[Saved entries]
- - - - - - -
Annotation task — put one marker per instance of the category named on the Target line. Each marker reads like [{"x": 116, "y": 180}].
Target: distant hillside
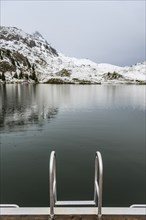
[{"x": 30, "y": 58}]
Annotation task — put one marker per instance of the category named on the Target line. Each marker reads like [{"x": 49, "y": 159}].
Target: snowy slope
[{"x": 29, "y": 58}]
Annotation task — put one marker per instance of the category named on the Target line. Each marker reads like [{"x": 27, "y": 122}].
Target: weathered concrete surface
[{"x": 73, "y": 217}]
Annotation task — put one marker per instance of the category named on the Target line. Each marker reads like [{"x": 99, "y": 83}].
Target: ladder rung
[{"x": 74, "y": 203}]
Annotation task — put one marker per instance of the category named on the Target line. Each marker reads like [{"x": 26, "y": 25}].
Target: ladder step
[{"x": 74, "y": 203}]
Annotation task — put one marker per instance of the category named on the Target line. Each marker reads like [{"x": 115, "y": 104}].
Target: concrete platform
[{"x": 73, "y": 213}]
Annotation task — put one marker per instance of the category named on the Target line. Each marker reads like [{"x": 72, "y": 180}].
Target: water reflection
[
  {"x": 24, "y": 105},
  {"x": 19, "y": 107}
]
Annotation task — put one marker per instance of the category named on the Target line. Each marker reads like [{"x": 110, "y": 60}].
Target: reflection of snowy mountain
[
  {"x": 16, "y": 110},
  {"x": 29, "y": 58}
]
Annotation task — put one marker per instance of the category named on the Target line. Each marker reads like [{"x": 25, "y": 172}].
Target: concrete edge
[{"x": 73, "y": 211}]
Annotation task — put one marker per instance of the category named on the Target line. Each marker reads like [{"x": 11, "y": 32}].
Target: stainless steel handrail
[
  {"x": 9, "y": 206},
  {"x": 98, "y": 182},
  {"x": 138, "y": 206}
]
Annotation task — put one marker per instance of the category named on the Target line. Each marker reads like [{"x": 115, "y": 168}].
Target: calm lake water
[{"x": 75, "y": 121}]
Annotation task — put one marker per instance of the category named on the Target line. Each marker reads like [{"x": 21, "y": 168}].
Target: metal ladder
[{"x": 98, "y": 182}]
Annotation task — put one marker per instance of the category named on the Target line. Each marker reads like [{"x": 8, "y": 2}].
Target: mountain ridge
[{"x": 30, "y": 58}]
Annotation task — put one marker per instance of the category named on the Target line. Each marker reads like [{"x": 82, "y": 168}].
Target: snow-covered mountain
[{"x": 30, "y": 58}]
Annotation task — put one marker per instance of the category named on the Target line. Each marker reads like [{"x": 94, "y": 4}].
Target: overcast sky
[{"x": 103, "y": 31}]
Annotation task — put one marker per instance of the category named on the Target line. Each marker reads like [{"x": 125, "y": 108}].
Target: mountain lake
[{"x": 75, "y": 121}]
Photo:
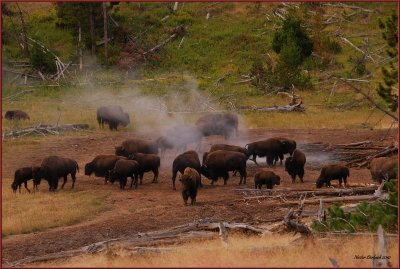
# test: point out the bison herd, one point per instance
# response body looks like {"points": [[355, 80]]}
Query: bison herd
{"points": [[134, 157]]}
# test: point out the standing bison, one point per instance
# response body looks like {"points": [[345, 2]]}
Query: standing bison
{"points": [[190, 182], [131, 146], [331, 172], [220, 162], [225, 124], [101, 165], [383, 168], [272, 149], [124, 169], [55, 167], [147, 163], [181, 162], [267, 178], [23, 175], [16, 115], [113, 116], [294, 165]]}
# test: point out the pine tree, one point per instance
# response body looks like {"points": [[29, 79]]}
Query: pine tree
{"points": [[390, 73]]}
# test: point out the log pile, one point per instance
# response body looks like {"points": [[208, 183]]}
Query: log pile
{"points": [[43, 129], [357, 154]]}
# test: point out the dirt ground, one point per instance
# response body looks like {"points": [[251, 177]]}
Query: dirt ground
{"points": [[157, 206]]}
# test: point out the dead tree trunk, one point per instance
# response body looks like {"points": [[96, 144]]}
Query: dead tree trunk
{"points": [[105, 29], [25, 48], [92, 36]]}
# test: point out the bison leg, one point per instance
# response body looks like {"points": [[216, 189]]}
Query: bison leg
{"points": [[65, 181], [26, 186]]}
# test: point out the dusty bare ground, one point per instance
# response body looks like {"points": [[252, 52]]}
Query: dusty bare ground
{"points": [[157, 206]]}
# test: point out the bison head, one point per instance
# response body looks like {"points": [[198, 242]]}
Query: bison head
{"points": [[120, 151]]}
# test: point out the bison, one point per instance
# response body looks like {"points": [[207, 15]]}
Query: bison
{"points": [[331, 172], [271, 148], [16, 115], [101, 165], [124, 169], [383, 168], [113, 116], [267, 178], [55, 167], [190, 182], [294, 165], [147, 163], [186, 159], [131, 146], [220, 162], [225, 124], [23, 175]]}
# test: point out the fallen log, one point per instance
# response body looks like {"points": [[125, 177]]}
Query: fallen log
{"points": [[46, 129], [297, 107]]}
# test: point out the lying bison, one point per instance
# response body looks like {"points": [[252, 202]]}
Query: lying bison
{"points": [[131, 146], [272, 149], [184, 160], [113, 116], [383, 168], [23, 175], [16, 115], [124, 169], [55, 167], [267, 178], [147, 163], [101, 165], [225, 124], [220, 162], [190, 182], [294, 165], [179, 137], [332, 172]]}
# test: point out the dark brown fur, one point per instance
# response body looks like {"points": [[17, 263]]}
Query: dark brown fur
{"points": [[267, 178]]}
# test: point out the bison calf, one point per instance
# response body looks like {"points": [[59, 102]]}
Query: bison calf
{"points": [[267, 178], [332, 172], [383, 168], [23, 175], [294, 165], [124, 169], [190, 182], [186, 159]]}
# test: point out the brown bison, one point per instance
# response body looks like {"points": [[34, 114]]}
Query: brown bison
{"points": [[55, 167], [179, 137], [147, 163], [184, 160], [101, 165], [131, 146], [23, 175], [220, 162], [225, 124], [272, 149], [332, 172], [113, 116], [383, 168], [267, 178], [294, 165], [190, 182], [16, 115], [124, 169]]}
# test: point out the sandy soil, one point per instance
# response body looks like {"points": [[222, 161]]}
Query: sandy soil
{"points": [[157, 206]]}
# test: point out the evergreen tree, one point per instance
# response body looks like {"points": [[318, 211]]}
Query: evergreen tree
{"points": [[390, 73]]}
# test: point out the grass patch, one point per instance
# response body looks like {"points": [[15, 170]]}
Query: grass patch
{"points": [[27, 213], [267, 251]]}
- - - - - - -
Description of the task: Would you reproduce the records exactly as they stand, but without the pictures?

Finished task:
Annotation task — put one marker per instance of the category named on the Target line. Each marker reads like [{"x": 116, "y": 180}].
Target: distant hillside
[{"x": 30, "y": 58}]
Annotation task — put one marker per instance of the category named on the Target line. Each marker reads like [{"x": 49, "y": 159}].
Target: snowy slope
[{"x": 29, "y": 58}]
Annotation task — put one marker per instance of the category named on the Target line. Each marker reads like [{"x": 27, "y": 122}].
Target: weathered concrete surface
[{"x": 73, "y": 217}]
Annotation task — put one marker per instance of the category named on the Target line. Each marker reads like [{"x": 99, "y": 83}].
Target: ladder rung
[{"x": 74, "y": 203}]
Annotation task — put one marker per instance of the category named on the Target line. Each marker reads like [{"x": 26, "y": 25}].
Target: ladder step
[{"x": 74, "y": 203}]
Annotation task — put one marker per instance of the category named on the Target line. Each marker reads like [{"x": 115, "y": 104}].
Target: concrete platform
[{"x": 73, "y": 213}]
Annotation task — put one marker per instance of the category named on the Target line. Each marker reads like [{"x": 72, "y": 180}].
Target: water reflection
[
  {"x": 24, "y": 105},
  {"x": 19, "y": 107}
]
Annotation task — put one marker per instance of the category named on the Target line. Each marker reads like [{"x": 110, "y": 60}].
Target: reflection of snowy mountain
[
  {"x": 16, "y": 110},
  {"x": 29, "y": 58}
]
Annotation task — put one marker per instance of the category named on the Target line. Each marker reads like [{"x": 25, "y": 172}].
Target: concrete edge
[{"x": 73, "y": 211}]
Annotation task — put one marker per instance of the category named on the Target line. Each marker reads like [{"x": 11, "y": 32}].
Target: stainless steel handrail
[
  {"x": 9, "y": 206},
  {"x": 98, "y": 182},
  {"x": 138, "y": 206}
]
Annotation task — put one marker per instance of the category named on the Target line. Each marker reads like [{"x": 115, "y": 168}].
Target: calm lake water
[{"x": 75, "y": 121}]
Annotation task — put one marker per instance of the category named on the Target line. Each marker reads like [{"x": 21, "y": 168}].
Target: metal ladder
[{"x": 98, "y": 182}]
Annotation task — put one marker per instance of the category named on the Target line. Each marker reads like [{"x": 8, "y": 2}].
Target: mountain ridge
[{"x": 30, "y": 58}]
Annotation task — put one marker per instance of the category named on the Target line. Each marker reads like [{"x": 82, "y": 168}].
Target: snow-covered mountain
[{"x": 30, "y": 58}]
Annotation task — put one marker per instance of the category named on the Target line. Each marker reads like [{"x": 94, "y": 4}].
Target: overcast sky
[{"x": 103, "y": 31}]
Annotation task — put one marker per instance of the category named on the Target line. Each marker reads like [{"x": 125, "y": 108}].
Target: mountain lake
[{"x": 75, "y": 121}]
Photo:
# test: point out the bison herd, one point per instance
# response body looks like {"points": [[355, 80]]}
Query: bison herd
{"points": [[134, 157]]}
# test: point out the standing bison, one point per instance
# response body looks like {"points": [[345, 2]]}
Query: standing bison
{"points": [[190, 182], [131, 146], [331, 172], [220, 162], [225, 124], [101, 165], [383, 168], [272, 149], [124, 169], [55, 167], [147, 163], [181, 162], [267, 178], [23, 175], [16, 115], [113, 116], [294, 165]]}
# test: point out the pine tree, one point per instance
# response body looks like {"points": [[29, 79]]}
Query: pine tree
{"points": [[390, 73]]}
# test: point out the log pile, one point per instance
# response body looks like {"points": [[208, 183]]}
Query: log pile
{"points": [[43, 129], [357, 154]]}
# test: point out the dirt ground, one point per instance
# response body looks like {"points": [[251, 177]]}
Query: dirt ground
{"points": [[157, 206]]}
# test: point out the dead tree trunk, one point per instance
# response body looks like {"points": [[96, 144]]}
Query: dead tree trunk
{"points": [[105, 29], [25, 48], [92, 36]]}
# test: point out the bison leg, one point per instance
# response body looks like {"points": [[216, 189]]}
Query: bison leg
{"points": [[65, 181], [26, 186]]}
# test: point out the dusty bare ground, one point per instance
# response body looks like {"points": [[252, 52]]}
Query: dusty bare ground
{"points": [[157, 206]]}
# test: point out the bison head, one point per instance
# response body looks like {"points": [[198, 242]]}
Query: bison head
{"points": [[120, 151]]}
# test: point out the bison, one point per instance
# response body looks like {"points": [[207, 15]]}
Query: bison
{"points": [[331, 172], [271, 148], [16, 115], [101, 165], [124, 169], [383, 168], [113, 116], [267, 178], [55, 167], [190, 182], [294, 165], [147, 163], [186, 159], [131, 146], [220, 162], [225, 124], [23, 175]]}
# test: point out the fallen log, one point per instance
# response body looks like {"points": [[125, 177]]}
Query: fallen log
{"points": [[46, 129], [297, 107]]}
# test: point out the lying bison, one point per instance
# response body looks like {"points": [[252, 202]]}
Query: lying bison
{"points": [[131, 146], [272, 149], [184, 160], [113, 116], [383, 168], [23, 175], [16, 115], [124, 169], [55, 167], [267, 178], [147, 163], [101, 165], [225, 124], [220, 162], [190, 182], [294, 165], [179, 137], [332, 172]]}
# test: point out the dark brown fur, one point per instance
# response body looks like {"points": [[17, 263]]}
Query: dark brown fur
{"points": [[267, 178]]}
# test: point out the bison calf, one point per instance
# response body looks like {"points": [[59, 102]]}
Query: bison calf
{"points": [[267, 178], [332, 172], [383, 168], [23, 175], [294, 165], [124, 169], [190, 182], [186, 159]]}
# test: point out the brown bison, one point per instance
# response body looks like {"points": [[34, 114]]}
Query: brown bison
{"points": [[55, 167], [179, 137], [147, 163], [184, 160], [101, 165], [131, 146], [23, 175], [220, 162], [225, 124], [272, 149], [332, 172], [113, 116], [383, 168], [267, 178], [294, 165], [190, 182], [16, 115], [124, 169]]}
# test: point out the sandy soil, one point per instance
# response body looks like {"points": [[222, 161]]}
Query: sandy soil
{"points": [[157, 206]]}
# test: point out the evergreen tree, one point per instance
# response body looks like {"points": [[318, 211]]}
Query: evergreen tree
{"points": [[390, 73]]}
# test: point out the grass patch, one point per instance
# response body looks like {"points": [[15, 170]]}
Query: grass patch
{"points": [[27, 213], [267, 251]]}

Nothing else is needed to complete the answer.